• Entries provided
────────────────────
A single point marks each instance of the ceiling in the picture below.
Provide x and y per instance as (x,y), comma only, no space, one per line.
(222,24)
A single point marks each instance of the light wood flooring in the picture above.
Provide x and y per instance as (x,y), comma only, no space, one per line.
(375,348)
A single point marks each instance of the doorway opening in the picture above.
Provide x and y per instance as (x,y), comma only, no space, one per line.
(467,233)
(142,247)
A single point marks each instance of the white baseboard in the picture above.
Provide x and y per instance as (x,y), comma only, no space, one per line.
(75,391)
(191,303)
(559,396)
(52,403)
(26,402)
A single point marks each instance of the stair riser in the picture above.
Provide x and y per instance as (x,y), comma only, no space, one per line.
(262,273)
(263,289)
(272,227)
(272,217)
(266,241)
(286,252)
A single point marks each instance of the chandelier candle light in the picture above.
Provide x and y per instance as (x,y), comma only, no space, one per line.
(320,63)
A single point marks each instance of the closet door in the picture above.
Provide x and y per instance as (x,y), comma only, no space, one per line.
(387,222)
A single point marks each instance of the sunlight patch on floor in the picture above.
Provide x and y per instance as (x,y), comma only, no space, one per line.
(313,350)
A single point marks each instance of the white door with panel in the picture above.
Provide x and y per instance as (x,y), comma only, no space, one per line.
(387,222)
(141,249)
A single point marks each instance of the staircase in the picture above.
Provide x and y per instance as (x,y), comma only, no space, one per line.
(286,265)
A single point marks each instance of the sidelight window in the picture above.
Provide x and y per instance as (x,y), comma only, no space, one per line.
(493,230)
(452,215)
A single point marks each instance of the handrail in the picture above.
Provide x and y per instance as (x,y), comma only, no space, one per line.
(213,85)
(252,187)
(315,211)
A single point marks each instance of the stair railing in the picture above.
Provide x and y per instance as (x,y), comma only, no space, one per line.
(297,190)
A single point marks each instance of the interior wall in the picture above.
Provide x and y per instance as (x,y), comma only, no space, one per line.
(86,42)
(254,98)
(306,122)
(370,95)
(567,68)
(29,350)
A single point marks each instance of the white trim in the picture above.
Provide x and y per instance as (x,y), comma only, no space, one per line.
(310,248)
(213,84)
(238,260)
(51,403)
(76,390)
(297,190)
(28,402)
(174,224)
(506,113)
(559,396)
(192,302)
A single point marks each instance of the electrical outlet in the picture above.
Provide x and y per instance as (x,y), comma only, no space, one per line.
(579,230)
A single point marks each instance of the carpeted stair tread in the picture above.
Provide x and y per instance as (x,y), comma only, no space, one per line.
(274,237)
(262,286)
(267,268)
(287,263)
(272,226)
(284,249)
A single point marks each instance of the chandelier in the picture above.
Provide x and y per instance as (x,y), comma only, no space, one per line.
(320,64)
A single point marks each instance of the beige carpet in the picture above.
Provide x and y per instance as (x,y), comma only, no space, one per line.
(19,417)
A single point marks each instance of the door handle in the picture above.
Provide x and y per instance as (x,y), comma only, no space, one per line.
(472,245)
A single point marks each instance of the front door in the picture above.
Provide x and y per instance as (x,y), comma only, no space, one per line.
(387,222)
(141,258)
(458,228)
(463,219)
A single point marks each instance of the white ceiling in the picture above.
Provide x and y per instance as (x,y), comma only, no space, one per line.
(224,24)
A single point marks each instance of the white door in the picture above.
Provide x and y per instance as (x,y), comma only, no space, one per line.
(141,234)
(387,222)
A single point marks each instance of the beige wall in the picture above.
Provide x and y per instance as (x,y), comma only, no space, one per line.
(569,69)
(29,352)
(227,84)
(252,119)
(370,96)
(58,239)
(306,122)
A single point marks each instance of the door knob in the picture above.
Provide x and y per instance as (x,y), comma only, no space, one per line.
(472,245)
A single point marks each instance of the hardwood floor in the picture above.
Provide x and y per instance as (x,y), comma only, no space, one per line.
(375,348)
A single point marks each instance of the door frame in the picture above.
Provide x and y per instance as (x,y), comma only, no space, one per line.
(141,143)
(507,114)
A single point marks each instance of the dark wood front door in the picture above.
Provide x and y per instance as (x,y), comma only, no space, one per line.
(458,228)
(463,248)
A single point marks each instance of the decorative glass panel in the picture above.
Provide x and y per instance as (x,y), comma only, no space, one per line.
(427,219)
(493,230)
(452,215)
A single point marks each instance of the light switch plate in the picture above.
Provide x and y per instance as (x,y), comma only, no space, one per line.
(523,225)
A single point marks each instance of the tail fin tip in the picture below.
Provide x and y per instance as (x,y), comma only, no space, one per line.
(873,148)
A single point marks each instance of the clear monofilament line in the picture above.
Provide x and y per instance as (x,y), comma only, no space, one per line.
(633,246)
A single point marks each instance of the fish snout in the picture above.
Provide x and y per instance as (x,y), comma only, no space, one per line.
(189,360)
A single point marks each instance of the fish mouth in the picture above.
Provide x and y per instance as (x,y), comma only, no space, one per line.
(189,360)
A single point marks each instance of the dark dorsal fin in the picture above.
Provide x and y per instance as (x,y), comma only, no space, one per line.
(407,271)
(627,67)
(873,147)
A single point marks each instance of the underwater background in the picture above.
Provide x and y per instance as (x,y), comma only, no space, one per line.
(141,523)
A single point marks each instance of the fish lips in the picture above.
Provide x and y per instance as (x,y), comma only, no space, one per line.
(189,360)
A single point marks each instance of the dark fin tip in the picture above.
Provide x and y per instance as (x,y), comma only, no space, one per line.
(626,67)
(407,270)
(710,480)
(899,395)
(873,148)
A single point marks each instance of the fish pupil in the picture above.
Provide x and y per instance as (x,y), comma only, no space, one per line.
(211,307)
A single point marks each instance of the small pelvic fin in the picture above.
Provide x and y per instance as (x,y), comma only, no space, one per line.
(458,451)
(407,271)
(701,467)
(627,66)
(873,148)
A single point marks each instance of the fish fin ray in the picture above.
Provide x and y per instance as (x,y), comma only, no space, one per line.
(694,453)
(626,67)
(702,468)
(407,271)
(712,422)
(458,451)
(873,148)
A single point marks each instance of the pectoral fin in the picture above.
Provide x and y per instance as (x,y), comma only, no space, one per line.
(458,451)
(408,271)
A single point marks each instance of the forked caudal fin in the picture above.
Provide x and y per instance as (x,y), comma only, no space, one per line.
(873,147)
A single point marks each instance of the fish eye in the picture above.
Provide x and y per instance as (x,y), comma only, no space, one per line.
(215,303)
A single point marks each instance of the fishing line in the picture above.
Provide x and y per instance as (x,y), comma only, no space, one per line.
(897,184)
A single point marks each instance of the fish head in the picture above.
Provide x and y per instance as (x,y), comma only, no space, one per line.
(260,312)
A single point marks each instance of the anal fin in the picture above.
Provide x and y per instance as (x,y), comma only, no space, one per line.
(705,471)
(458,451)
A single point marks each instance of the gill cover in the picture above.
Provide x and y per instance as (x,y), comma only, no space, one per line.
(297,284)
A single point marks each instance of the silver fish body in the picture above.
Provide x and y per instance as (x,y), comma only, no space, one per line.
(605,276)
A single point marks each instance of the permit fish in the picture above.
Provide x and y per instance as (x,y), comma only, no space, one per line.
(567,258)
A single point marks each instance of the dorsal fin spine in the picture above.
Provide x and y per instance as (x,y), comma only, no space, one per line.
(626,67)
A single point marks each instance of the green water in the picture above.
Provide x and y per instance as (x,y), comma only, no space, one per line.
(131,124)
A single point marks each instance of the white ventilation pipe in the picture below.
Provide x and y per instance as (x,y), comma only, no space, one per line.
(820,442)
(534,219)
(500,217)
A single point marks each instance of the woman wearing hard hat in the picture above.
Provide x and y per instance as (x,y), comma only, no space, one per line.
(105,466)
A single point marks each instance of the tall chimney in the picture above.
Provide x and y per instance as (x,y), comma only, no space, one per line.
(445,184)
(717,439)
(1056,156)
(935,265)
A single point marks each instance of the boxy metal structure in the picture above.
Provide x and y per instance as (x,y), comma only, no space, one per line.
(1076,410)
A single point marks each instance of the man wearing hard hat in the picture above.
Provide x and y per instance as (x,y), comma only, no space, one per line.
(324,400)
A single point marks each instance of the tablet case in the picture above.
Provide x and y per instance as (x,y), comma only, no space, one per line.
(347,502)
────────────────────
• What to produce
In the listing above, find the line containing "A single point marks each instance of the boxy", then reproduce it and each line after it through the end, exactly and with nothing added.

• Output for this task
A single point marks each instance of the boxy metal structure in the picture above.
Provide x and y per instance as (x,y), comma only, no space, one per line.
(1076,410)
A single point marks each instance of the man wearing hard hat in the picture above.
Provide x and y per instance as (x,y), comma only, no space, one per line.
(324,400)
A single point marks each instance of the tablet case in the picture above.
Provide x and y per instance as (x,y), comma only, no space, one per line.
(347,502)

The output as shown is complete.